▶ [SOURCE MATERIAL]
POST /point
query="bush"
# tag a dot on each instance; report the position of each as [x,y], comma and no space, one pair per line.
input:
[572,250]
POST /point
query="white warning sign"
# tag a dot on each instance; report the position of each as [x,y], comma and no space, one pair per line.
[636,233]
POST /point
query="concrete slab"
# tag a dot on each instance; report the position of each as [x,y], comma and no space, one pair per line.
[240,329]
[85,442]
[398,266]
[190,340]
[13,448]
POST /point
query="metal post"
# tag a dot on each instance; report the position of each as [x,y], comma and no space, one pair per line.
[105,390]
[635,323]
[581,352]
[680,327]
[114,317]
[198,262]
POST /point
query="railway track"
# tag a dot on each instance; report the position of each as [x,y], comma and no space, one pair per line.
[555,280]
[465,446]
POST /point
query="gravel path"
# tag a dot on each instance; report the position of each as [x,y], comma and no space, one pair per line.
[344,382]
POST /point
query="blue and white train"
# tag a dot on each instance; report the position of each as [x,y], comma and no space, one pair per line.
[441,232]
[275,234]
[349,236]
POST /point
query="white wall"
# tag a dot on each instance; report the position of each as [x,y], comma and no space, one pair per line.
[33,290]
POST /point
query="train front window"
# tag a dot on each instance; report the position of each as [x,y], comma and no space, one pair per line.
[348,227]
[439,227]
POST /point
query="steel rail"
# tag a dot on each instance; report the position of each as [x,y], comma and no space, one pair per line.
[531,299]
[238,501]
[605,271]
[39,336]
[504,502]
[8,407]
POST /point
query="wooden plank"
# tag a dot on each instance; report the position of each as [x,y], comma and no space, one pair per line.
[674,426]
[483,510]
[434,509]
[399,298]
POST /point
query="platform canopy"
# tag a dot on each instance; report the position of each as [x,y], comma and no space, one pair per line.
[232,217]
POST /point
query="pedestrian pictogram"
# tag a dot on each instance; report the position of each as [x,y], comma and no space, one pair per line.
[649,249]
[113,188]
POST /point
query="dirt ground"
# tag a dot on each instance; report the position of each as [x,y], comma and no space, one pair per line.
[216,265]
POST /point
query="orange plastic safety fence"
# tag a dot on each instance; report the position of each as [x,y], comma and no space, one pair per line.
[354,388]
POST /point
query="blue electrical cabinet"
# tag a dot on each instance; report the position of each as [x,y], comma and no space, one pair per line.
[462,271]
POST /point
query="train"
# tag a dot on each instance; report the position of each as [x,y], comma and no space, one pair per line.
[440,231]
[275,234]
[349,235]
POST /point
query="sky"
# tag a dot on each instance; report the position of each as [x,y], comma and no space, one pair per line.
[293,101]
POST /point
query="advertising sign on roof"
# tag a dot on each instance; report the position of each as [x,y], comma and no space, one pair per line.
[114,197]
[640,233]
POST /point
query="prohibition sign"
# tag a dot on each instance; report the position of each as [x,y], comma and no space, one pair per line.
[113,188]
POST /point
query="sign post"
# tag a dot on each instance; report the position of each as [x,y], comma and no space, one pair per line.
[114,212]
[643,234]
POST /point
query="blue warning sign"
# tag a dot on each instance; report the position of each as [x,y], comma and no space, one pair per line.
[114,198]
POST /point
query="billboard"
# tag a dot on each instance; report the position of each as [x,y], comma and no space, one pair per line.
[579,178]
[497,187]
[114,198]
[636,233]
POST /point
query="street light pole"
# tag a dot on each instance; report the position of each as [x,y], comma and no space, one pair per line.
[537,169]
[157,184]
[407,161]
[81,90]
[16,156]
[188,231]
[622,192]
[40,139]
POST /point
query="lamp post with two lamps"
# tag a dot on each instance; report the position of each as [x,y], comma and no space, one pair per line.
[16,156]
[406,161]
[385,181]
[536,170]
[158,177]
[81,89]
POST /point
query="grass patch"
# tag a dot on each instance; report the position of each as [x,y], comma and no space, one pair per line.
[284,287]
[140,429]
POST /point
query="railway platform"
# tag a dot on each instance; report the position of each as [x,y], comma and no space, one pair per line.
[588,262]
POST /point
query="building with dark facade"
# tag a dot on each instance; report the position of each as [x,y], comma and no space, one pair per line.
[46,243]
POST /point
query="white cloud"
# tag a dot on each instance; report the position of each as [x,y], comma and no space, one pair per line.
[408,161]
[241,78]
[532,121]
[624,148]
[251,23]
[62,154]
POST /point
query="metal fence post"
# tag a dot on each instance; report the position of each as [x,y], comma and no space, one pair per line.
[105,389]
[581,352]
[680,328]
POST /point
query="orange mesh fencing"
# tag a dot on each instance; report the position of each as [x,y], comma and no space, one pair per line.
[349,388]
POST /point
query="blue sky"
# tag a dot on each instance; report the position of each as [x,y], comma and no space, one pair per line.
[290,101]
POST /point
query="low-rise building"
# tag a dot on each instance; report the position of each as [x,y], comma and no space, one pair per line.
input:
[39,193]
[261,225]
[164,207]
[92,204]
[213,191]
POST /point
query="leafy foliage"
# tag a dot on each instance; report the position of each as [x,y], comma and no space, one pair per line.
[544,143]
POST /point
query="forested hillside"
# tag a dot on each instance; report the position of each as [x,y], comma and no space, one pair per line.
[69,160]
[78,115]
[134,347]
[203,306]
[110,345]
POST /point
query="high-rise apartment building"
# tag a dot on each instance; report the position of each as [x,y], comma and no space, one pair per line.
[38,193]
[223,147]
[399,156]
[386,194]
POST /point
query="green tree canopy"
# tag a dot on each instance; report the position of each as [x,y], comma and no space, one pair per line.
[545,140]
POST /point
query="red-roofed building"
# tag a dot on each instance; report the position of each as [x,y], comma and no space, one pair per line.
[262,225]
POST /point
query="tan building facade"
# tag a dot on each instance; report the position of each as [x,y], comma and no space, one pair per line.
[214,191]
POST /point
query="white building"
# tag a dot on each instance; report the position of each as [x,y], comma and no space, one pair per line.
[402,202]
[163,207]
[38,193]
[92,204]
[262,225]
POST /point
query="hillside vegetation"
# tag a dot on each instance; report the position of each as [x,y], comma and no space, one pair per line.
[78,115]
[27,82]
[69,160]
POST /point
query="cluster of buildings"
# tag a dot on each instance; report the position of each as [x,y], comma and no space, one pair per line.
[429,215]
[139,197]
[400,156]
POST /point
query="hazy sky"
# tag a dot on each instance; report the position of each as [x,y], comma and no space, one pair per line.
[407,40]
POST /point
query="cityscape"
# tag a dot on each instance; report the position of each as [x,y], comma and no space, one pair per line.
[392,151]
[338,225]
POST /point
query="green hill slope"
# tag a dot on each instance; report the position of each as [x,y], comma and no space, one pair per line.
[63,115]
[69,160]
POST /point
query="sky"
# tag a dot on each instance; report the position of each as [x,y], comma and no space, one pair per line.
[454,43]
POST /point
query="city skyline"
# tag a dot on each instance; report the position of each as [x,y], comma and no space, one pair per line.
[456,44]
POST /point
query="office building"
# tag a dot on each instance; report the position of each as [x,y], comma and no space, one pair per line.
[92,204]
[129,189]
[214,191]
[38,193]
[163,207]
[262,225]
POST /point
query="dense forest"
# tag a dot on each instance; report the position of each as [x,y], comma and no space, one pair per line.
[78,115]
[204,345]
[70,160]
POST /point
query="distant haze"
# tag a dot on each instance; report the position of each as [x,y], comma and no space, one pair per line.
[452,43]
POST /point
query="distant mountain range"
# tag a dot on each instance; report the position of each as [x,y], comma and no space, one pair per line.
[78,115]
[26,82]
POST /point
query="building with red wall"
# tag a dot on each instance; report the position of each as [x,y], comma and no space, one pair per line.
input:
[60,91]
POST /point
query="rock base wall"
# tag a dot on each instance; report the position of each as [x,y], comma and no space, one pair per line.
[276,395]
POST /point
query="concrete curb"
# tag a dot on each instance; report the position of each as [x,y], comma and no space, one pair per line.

▶ [WHAT THE TASK REQUIRES] Which lines in the listing above contain the string "railway"? Pull out each of them in full, treating uppercase and lowercase letters as distinct.

▶ [EXERCISE ANSWER]
query="railway track"
query="railway platform"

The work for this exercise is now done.